● **Study text**
Bacteria in the human gut not only helps in digestion of food, but also control functions of other organs like the liver, says a new study.

The findings, published in the ‘mBio’ journal, offer new understanding of the symbiotic relationship between humans and their gut microbes and how changes to the microbiota can impact overall health.

“The gut microbiota enhances the host’s metabolic capacity for processing nutrients and drugs and modulates the activities of multiple pathways in a variety of organ systems,” said Sandrine Claus of Imperial College of London, who led the study.

Dr. Claus and her colleagues exposed germ-free mice to bedding that had previously been used by conventional mice with normal microbiota and followed their metabolic profiles for 20 days to observe changes as they became colonised with gut bacteria.

Over the first five days after exposure, the mice exhibited a rapid increase in weight (four per cent).

Colonisation also triggered a number of processes in the liver in which sugars (glucose) are converted to starch (glycogen) and fat (triglycerides) for short-term and long-term energy storage.

Statistical modelling between liver metabolic functions and microbial populations determined that the levels of glucose, glycogen and triglycerides in the liver were strongly associated with a single family of bacteria called Coriobacteriaceae.

“Here we describe the first evidence of an in vivo association between a family of bacteria and hepatic lipid metabolism. The results provide new insights into fundamental mechanisms that regulate host-gut microbiota interactions and are of wide interest to microbiological, metabolic, systems biology,” said Dr. Claus.

● **List of tasks**
1 - Answer these questions using the gut bacteria article.
(a) In which journal were the findings published?
(b) For how many days were the mice's metabolic profiles followed?
(c) Which family of bacteria was strongly associated with the levels of glucose, glycogen and triglycerides in the liver?
2 - Write out the passage from the gut bacteria article word for word, starting at "Over the first" and ending at "said Dr. Claus.".
You will not need the data entries.

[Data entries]
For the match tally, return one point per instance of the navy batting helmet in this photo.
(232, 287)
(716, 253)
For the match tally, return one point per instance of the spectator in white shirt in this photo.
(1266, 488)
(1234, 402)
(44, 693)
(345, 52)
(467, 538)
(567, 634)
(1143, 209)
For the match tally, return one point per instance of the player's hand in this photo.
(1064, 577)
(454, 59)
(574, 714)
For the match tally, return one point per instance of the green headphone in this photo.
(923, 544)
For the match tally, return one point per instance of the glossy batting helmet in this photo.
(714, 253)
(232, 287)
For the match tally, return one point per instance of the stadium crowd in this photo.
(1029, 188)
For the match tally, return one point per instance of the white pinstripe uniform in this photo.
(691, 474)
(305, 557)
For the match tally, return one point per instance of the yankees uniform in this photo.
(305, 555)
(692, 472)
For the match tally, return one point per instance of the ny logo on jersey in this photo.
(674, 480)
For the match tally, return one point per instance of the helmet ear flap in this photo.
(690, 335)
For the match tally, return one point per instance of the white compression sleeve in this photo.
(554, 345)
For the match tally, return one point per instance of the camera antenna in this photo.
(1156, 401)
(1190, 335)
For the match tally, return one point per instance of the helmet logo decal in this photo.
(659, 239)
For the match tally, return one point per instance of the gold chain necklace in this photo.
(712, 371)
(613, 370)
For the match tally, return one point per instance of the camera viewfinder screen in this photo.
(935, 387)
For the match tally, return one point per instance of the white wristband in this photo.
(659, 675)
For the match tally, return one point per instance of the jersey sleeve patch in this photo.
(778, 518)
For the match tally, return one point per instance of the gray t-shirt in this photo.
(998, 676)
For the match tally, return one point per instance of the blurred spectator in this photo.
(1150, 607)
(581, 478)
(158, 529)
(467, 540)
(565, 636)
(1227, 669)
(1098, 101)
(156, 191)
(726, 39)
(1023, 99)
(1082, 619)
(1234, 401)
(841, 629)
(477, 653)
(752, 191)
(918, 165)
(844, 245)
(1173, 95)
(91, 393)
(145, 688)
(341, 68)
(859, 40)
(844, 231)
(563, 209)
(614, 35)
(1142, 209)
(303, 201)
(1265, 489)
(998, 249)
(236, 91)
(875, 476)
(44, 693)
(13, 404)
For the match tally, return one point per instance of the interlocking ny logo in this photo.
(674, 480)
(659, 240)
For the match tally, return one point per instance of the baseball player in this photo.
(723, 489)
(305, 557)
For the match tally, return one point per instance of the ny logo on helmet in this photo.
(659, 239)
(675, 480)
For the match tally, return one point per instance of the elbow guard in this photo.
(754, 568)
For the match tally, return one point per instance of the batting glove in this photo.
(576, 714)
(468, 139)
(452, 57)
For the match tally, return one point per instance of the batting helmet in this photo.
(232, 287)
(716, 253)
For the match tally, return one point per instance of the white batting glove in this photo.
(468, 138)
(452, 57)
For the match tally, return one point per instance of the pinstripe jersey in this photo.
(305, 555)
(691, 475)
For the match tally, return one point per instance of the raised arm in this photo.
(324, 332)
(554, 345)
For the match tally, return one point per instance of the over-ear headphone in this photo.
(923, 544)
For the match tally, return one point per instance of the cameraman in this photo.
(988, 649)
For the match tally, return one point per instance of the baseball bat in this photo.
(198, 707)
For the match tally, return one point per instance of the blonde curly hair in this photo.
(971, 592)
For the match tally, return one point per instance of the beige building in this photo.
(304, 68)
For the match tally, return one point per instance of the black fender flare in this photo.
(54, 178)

● **Responses by task**
1 -
(a) mBio
(b) 20 days
(c) Coriobacteriaceae

2 -
Over the first five days after exposure, the mice exhibited a rapid increase in weight (four per cent).

Colonisation also triggered a number of processes in the liver in which sugars (glucose) are converted to starch (glycogen) and fat (triglycerides) for short-term and long-term energy storage.

Statistical modelling between liver metabolic functions and microbial populations determined that the levels of glucose, glycogen and triglycerides in the liver were strongly associated with a single family of bacteria called Coriobacteriaceae.

“Here we describe the first evidence of an in vivo association between a family of bacteria and hepatic lipid metabolism. The results provide new insights into fundamental mechanisms that regulate host-gut microbiota interactions and are of wide interest to microbiological, metabolic, systems biology,” said Dr. Claus.